→ Short task
Count the lines in the records below that contain the word "Target". Reply with the number only.

→ Data in this exercise
========================================================================

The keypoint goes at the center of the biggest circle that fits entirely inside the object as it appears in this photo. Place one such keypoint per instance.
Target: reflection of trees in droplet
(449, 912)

========================================================================

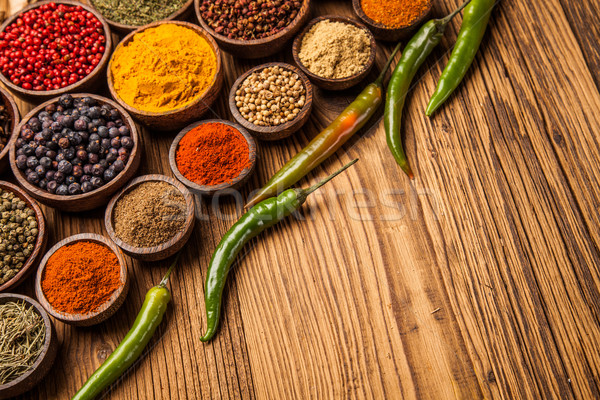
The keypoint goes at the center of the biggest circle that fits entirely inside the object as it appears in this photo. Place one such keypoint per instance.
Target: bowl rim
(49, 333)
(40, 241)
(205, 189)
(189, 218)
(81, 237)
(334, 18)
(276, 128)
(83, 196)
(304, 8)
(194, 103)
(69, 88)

========================================================================

→ Problem solution
2